[Work to complete]: What lines below include the word "bush"? Copy each one.

[Source records]
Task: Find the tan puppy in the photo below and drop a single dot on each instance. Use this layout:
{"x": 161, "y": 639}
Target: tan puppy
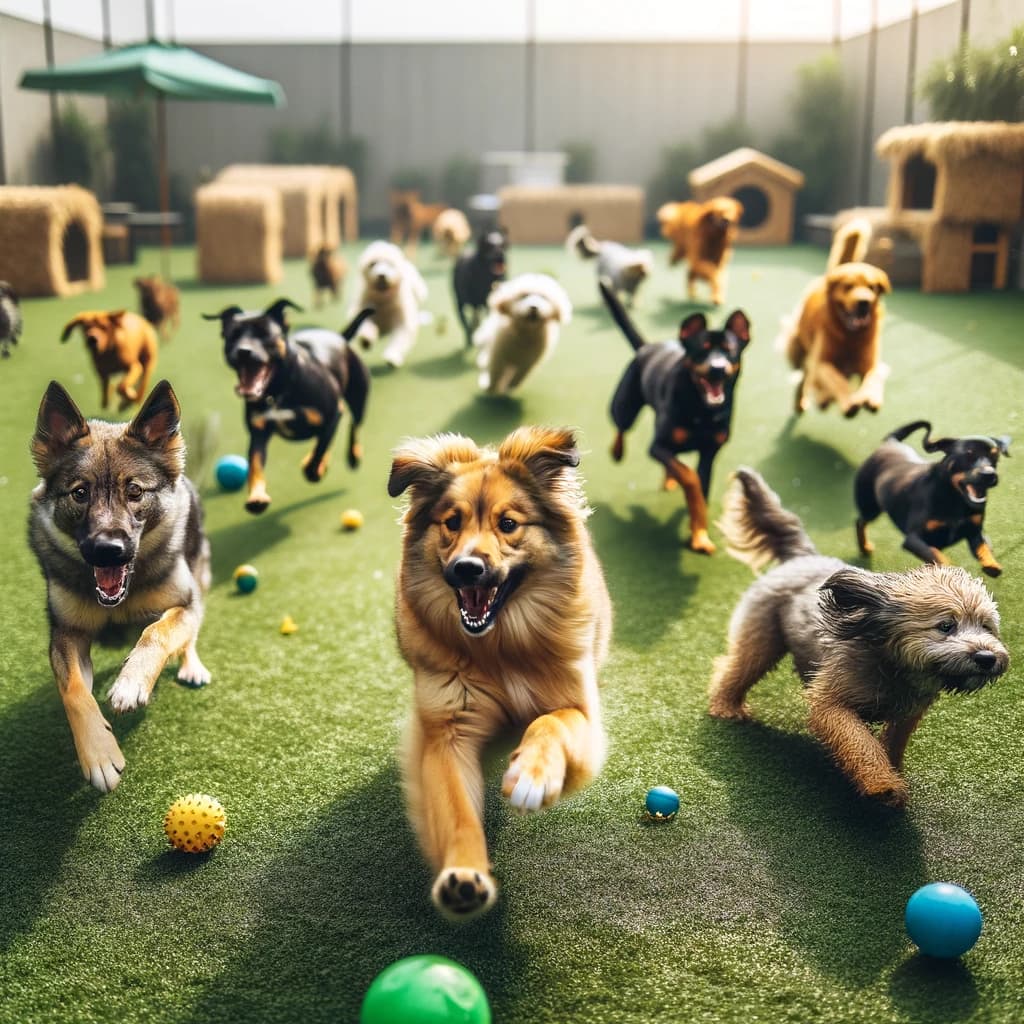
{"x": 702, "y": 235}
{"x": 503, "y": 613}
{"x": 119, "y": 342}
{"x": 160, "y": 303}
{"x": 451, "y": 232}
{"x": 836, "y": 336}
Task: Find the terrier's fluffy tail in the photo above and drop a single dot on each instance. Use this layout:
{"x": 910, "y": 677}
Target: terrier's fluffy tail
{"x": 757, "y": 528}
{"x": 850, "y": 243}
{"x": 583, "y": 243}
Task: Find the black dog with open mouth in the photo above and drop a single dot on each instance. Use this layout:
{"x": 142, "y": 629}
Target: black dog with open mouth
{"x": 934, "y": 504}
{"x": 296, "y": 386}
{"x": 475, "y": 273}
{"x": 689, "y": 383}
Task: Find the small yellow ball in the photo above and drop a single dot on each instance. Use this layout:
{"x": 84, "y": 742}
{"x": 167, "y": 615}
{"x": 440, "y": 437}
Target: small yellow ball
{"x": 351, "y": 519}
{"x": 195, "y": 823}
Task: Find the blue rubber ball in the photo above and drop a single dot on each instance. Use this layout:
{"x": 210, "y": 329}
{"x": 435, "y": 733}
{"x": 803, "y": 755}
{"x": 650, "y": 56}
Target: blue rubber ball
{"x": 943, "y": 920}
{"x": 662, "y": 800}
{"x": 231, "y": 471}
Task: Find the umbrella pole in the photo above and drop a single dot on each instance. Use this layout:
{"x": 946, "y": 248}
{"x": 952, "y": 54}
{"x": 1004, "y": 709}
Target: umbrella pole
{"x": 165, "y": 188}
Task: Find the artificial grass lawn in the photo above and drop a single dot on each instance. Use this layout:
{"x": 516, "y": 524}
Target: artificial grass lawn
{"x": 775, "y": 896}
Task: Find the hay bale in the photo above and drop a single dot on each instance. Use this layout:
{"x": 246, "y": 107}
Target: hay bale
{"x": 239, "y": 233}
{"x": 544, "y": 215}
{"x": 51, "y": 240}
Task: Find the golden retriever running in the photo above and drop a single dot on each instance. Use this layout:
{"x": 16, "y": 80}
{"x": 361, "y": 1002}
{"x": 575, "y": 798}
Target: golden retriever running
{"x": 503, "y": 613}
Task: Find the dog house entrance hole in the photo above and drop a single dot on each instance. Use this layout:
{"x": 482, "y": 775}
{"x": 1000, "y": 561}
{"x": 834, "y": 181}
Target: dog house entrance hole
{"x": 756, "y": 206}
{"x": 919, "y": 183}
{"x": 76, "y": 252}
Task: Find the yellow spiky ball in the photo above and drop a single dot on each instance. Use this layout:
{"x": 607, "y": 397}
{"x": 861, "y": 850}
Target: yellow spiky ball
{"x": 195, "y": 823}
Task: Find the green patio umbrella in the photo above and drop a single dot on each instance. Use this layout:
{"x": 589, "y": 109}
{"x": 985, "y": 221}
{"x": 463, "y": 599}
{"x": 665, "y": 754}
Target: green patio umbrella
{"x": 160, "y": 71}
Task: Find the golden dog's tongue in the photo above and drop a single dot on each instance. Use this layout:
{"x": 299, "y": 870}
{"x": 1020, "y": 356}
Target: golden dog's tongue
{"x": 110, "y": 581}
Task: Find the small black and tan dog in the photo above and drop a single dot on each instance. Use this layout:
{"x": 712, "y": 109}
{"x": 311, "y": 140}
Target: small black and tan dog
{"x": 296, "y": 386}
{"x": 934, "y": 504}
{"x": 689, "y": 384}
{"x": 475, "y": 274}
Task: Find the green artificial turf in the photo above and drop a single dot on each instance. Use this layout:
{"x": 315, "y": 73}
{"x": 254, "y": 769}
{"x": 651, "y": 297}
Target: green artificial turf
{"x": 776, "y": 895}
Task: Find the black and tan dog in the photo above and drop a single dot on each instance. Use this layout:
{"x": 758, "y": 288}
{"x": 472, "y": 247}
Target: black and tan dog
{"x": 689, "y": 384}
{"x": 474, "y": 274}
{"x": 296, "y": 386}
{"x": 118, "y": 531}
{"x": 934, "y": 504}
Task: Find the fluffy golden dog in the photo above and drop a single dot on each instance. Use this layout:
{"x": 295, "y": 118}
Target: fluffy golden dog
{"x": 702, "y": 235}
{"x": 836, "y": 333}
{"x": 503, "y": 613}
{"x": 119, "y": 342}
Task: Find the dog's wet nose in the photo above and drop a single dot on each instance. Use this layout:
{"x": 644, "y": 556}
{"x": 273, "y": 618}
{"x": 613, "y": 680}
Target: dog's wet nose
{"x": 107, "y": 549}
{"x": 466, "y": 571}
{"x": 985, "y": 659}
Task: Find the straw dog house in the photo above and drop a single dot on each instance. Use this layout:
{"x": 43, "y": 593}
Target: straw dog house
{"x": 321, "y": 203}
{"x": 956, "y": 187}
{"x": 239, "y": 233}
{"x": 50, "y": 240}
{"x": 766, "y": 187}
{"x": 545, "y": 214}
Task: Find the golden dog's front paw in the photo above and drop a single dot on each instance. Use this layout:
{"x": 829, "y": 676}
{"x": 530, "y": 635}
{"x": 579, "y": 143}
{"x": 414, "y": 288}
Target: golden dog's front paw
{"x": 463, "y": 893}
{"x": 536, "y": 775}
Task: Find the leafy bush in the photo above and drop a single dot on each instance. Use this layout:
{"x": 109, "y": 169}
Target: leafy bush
* * *
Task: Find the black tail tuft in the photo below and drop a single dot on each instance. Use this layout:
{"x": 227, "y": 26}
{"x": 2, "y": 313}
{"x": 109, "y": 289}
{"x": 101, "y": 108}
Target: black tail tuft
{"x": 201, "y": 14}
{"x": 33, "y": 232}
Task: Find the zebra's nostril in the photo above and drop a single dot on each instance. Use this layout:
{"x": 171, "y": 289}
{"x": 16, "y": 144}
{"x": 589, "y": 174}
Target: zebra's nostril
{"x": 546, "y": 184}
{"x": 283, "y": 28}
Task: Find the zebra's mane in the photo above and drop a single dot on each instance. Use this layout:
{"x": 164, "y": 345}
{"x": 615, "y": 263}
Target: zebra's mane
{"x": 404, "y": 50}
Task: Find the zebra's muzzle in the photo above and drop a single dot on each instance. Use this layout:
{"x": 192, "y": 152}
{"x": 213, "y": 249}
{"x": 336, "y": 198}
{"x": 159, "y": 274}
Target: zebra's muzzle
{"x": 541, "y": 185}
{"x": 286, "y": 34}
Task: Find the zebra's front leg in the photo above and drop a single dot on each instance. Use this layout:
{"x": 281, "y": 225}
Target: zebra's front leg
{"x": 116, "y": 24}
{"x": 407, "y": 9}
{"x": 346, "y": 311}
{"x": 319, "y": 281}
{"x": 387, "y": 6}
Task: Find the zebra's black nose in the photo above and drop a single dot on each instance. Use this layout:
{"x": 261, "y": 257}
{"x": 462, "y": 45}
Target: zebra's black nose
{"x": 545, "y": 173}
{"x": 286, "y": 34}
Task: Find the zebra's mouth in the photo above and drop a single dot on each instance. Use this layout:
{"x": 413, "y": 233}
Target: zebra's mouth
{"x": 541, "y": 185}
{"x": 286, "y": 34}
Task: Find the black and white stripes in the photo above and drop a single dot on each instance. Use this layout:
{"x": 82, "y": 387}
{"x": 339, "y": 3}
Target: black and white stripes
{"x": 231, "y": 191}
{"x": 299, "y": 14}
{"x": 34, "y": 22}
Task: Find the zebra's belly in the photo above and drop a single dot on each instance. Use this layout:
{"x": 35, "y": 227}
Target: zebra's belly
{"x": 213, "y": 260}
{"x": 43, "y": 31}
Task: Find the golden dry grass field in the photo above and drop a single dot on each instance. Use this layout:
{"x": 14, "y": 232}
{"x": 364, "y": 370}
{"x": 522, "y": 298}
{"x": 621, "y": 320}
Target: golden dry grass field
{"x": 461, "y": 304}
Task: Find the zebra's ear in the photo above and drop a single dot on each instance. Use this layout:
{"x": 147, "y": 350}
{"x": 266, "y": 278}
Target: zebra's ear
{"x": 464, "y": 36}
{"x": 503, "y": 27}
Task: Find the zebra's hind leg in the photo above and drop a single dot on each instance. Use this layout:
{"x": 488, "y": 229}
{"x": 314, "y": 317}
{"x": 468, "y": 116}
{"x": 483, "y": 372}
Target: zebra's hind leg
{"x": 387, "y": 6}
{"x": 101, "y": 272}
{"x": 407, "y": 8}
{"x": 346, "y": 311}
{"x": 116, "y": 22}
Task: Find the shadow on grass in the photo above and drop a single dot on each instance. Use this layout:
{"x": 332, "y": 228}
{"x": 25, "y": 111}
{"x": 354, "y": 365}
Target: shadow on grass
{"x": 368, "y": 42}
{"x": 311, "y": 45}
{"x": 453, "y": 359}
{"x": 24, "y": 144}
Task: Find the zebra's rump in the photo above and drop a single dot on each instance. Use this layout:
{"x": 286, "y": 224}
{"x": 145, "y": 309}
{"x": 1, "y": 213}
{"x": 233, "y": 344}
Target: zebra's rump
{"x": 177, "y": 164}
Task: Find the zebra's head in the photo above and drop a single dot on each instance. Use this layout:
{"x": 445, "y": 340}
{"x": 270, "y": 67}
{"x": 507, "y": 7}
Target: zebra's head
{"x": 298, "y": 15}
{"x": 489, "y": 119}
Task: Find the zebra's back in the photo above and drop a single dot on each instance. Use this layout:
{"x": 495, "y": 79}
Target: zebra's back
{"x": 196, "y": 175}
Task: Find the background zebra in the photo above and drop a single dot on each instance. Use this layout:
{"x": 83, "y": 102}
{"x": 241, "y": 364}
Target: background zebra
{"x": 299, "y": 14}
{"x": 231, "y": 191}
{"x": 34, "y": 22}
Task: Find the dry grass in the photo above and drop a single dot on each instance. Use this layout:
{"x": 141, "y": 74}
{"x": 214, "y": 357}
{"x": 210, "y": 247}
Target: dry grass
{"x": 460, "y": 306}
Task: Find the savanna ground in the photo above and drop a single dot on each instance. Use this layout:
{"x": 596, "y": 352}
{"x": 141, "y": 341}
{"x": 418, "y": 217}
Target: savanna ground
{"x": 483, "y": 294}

[Result of this exercise]:
Task: Find the leafy bush in the photo above and drop a single dot on each instance. Use this layout:
Target: leafy bush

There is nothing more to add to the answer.